Given data →
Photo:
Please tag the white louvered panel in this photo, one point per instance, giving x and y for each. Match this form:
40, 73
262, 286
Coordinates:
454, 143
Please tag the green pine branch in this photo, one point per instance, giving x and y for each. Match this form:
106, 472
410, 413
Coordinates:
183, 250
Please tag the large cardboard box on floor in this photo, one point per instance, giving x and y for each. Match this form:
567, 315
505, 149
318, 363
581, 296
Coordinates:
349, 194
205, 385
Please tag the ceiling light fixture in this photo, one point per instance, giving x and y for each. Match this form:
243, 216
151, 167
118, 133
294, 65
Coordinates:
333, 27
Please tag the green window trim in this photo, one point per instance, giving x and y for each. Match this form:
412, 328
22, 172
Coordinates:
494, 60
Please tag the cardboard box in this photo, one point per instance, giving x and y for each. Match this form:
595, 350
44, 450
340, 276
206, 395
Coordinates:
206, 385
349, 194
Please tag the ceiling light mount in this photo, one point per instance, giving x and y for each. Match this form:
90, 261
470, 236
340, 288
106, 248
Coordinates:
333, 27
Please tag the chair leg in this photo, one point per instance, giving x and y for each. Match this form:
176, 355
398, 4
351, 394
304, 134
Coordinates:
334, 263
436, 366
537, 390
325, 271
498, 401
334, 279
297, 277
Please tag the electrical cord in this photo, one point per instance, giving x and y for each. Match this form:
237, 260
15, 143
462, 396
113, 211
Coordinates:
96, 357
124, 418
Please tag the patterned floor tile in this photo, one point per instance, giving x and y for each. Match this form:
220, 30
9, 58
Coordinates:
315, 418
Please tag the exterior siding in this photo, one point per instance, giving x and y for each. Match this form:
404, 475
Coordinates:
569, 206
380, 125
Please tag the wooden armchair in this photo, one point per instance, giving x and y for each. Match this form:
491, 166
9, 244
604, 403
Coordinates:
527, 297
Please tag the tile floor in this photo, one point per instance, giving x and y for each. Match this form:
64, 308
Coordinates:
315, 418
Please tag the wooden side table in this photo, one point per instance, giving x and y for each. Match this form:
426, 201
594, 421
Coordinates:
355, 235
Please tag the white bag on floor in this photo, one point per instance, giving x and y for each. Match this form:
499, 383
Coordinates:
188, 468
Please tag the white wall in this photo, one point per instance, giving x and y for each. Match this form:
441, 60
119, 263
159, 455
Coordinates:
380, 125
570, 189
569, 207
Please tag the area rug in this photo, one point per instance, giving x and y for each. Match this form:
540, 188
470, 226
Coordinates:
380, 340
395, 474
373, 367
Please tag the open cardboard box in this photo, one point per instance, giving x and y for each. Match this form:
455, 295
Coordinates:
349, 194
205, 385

Problem statement →
Would you restate the entries word for word, omitting none?

Task result →
Photo:
Please tag the white louvered panel in this photo, one point per instance, giving x and y for each. Match this form:
40, 73
262, 286
Coordinates:
454, 143
Please tag the green pine branch in this photo, one point per instance, giving x and y for each. Match this form:
106, 472
410, 413
Coordinates:
183, 250
Please tag the large cardboard box on floor in this photo, one point per instance, giving x and y for each. Match this form:
567, 315
505, 149
318, 363
581, 296
Coordinates:
349, 194
205, 385
Please tag the ceiling light fixture in this photo, one point per instance, giving x and y for each. Match this form:
243, 216
151, 167
118, 133
294, 65
Coordinates:
333, 27
Please tag the green window trim in this photo, one point per instance, giving x and y for each. Match this form:
412, 328
22, 172
Coordinates:
494, 60
Please tag the cardboard box in this photo, one point per instance, giving x and y for each. Match this form:
595, 350
44, 450
340, 276
206, 395
Coordinates:
206, 385
349, 194
Please tag the ceiling light mount in this photo, one point per instance, giving x and y for each. Match this form:
90, 261
470, 236
340, 288
106, 248
Coordinates:
333, 27
Please tag the chair leg in this photo, one point per instance, giving x and y for each. Match this form:
176, 355
398, 4
351, 394
304, 134
Coordinates:
334, 263
436, 366
537, 390
325, 271
498, 401
334, 279
297, 277
Please tag the electrical cord in this photo, one point per instance, giving x and y for each. Match this form:
237, 260
15, 143
462, 396
113, 211
Coordinates:
96, 357
124, 418
Please tag the patterned floor tile in this photo, one point per instance, giving x and y for each. Match this form:
220, 30
9, 58
Coordinates:
315, 418
Please tag the exterior siding in this photo, one point per instance, giving x and y for each. Match this form:
404, 475
Coordinates:
569, 206
380, 125
Please tag the wooden armchair in this photo, one point per instance, giving x and y for each. Match this form:
491, 166
9, 244
604, 403
Coordinates:
527, 297
Please tag the tile floor in this photo, one point per instance, giving x and y for each. Match this form:
64, 308
Coordinates:
315, 418
Please tag the wooden side table in this photo, one point per instance, giving x and y for each. Match this form:
426, 201
594, 421
Coordinates:
355, 235
Please tag the white bag on floor in this photo, one point per instance, giving x and y for each. Match this form:
499, 383
Coordinates:
188, 468
Please tag the white wall in this photo, one point per instance, giving x and y for each. Match this form:
441, 60
119, 263
159, 455
Coordinates:
380, 125
570, 189
569, 207
Please tag the area rug in this photo, one point per instance, giving x and y for each. Match this form:
540, 188
470, 226
Coordinates:
380, 340
395, 474
373, 367
Please tag the open cardboard box in this photo, one point per instance, giving x and y for each. Match this form:
455, 295
Coordinates:
349, 194
205, 385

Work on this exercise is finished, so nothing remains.